I see. I don't know any details there, so I'm not able to weigh that.
Just let me know whether this possible duplication outweights the 
arguments I provided, and I will merge these functions.
I'm not overly attached to my solution.
>
>>>> @@ -962,10 +987,13 @@ static void execlists_submission_tasklet(unsigned long data)
>>>>                                     status, buf[2*head + 1],
>>>>                                     execlists->active);
>>>>    
>>>> -                       if (status & (GEN8_CTX_STATUS_IDLE_ACTIVE |
>>>> -                                     GEN8_CTX_STATUS_PREEMPTED))
>>>> +                       /* Check if switched to active or preempted to active */
>>>> +                       if ((status & (GEN8_CTX_STATUS_IDLE_ACTIVE |
>>>> +                                       GEN8_CTX_STATUS_PREEMPTED)) &&
>>>> +                           !(status & GEN11_CTX_STATUS_PREEMPT_IDLE))
>>> Setting HWACK here is harmless as it gets cleared again. Unless, there
>>> is some oddity in the code flow.
>> I will check if lack of the change affects test results.
▬▬▬▬▬▬▬▬▬▬
### What is asked
a – In the patch review thread above, why does a reviewer consider setting HWACK at the modified status check harmless?
b – Write what comes next in the patch review thread above, starting after its final sentence.

### Record excerpts
▬▬▬▬▬▬▬▬▬▬
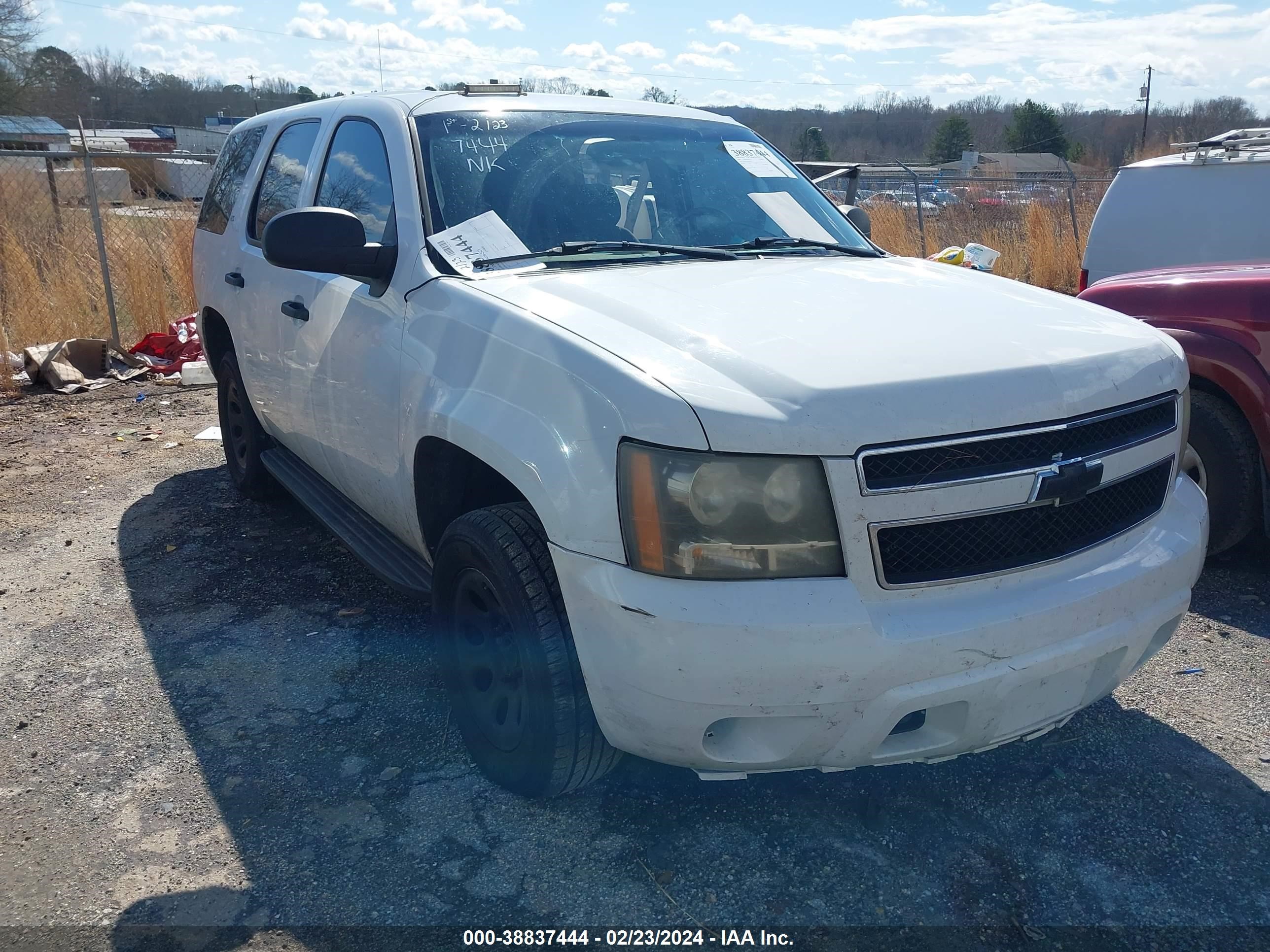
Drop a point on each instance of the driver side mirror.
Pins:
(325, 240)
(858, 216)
▬▬▬▬▬▬▬▬▬▬
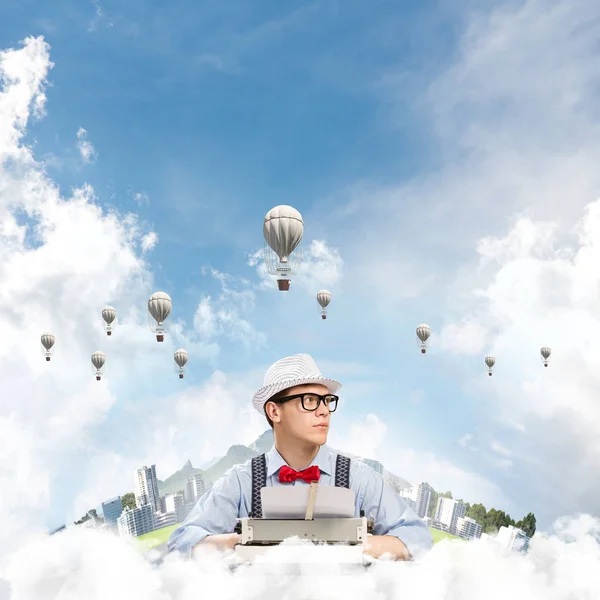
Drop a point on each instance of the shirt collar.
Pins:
▬▬▬▬▬▬▬▬▬▬
### Answers in order
a – Setting HWACK there is harmless because it gets cleared again. The reviewer notes one exception: some oddity in the code flow.

b –
>> Personally, I would keep this change, even if only for allowing simple
>> definition of what HWACK flag means.
> The simple definition is the opposite one, imo. We set the flag after we
> get the corresponding response from HW; any preemption or activate event
> must follow the most recent ELSP write. So that will include the
> preemption event following the preempt-idle write.
>
> Then on deciding that the HW is idle, we apply the complication such
> that execlists->active == 0. (That rule is what breaks the pattern.)
> -Chris
Ok, I will remove this unnecessary condition.
I tested this and lack of it doesn't seem to affect the results.
(I'll be out next week; expect v2 when I'm back)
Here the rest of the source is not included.